*Detalhes do exercício:*
Transcreva, sem nenhuma alteração, o trecho do texto sobre gentileza que começa nas palavras "Na consulta daquela" e termina em "guardados como troféus.".

*Texto de leitura:*
Tudo ao mesmo tempo. Tantas coisas para um só dia. Das 24 horas que ele nos propõe, passamos pelo menos sete em repouso. As 17 restantes são divididas, contadas e apertadas entre trabalho, casa, problemas, soluções, ações, idas e vindas num trânsito sufocante. E, no meio de toda essa efervescência, estão as pessoas. De todo tipo. Muitas, afundadas na falta de humanidade ou tomadas pelo clima de robotização instaurado por aí, esqueceram-se do conceito de gentileza. Algumas nem sequer o conheceram.

Imagino que a Jordana tenha cruzado com uma dessas figuras na semana passada, quando atravessava a rua com a bela Maria, sua filha de apenas 2 anos. Elas seguiam exatamente na faixa de pedestres quando um motorista envolvido apenas com o próprio universo acelerou, intimidou, coagiu. Não sei para onde ele ia, a razão da sua pressa, mas queria passar. Ao que tudo indica até passaria por cima tamanha a falta de bom senso. Talvez, para levar adiante, lamentavelmente, a ira de um dia ruim. Parece pouco, pequeno, mas não é. A gentileza pode mudar o rumo de um encontro, de um desencontro e das relações de convívio entre amigos, familiares ou desconhecidos. Dia a dia, momento a momento, a vida ficaria melhor ou, pelo menos, mais leve para quem pratica e quem recebe. Gente como a doutora Marta, cardiologista experiente, que, para mim, mudou a direção de uma sexta-feira qualquer.

Na consulta daquela tarde, eu esperava encontrar mais um especialista que não fosse me ouvir, nem sequer me olhar nos olhos. Mas vi, atrás daquela mesa imponente, uma mulher experiente, interessada pela vida do outro antes de dar seus diagnósticos. Quis conhecer minha história, tratou-me com humanidade e sinceridade. Dedicou a nós duas aquele momento e, baseada numa longa conversa, pediu meu check-up. Ao fim da consulta desejei abraçá-la e dizer o quanto me sentia agradecida pela gentileza. E assim eu fiz. Deixei o consultório, aonde fui apenas para pedir uns exames, com uma vontade imensa de fazer algo de bom, sentindo-me confortada e, de fato, cuidada. De bom humor. Também estava surpresa diante do inesperado, de uma atenção gratuita. Não deveria, mas é assim. Atualmente, atos de gentileza são incomuns e, quando vêm, são guardados como troféus.

*Segmento de dados:*

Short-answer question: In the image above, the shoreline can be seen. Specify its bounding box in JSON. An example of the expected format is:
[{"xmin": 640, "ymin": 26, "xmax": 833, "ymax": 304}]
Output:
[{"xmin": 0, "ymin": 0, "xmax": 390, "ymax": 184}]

*Resposta escrita:*
Na consulta daquela tarde, eu esperava encontrar mais um especialista que não fosse me ouvir, nem sequer me olhar nos olhos. Mas vi, atrás daquela mesa imponente, uma mulher experiente, interessada pela vida do outro antes de dar seus diagnósticos. Quis conhecer minha história, tratou-me com humanidade e sinceridade. Dedicou a nós duas aquele momento e, baseada numa longa conversa, pediu meu check-up. Ao fim da consulta desejei abraçá-la e dizer o quanto me sentia agradecida pela gentileza. E assim eu fiz. Deixei o consultório, aonde fui apenas para pedir uns exames, com uma vontade imensa de fazer algo de bom, sentindo-me confortada e, de fato, cuidada. De bom humor. Também estava surpresa diante do inesperado, de uma atenção gratuita. Não deveria, mas é assim. Atualmente, atos de gentileza são incomuns e, quando vêm, são guardados como troféus.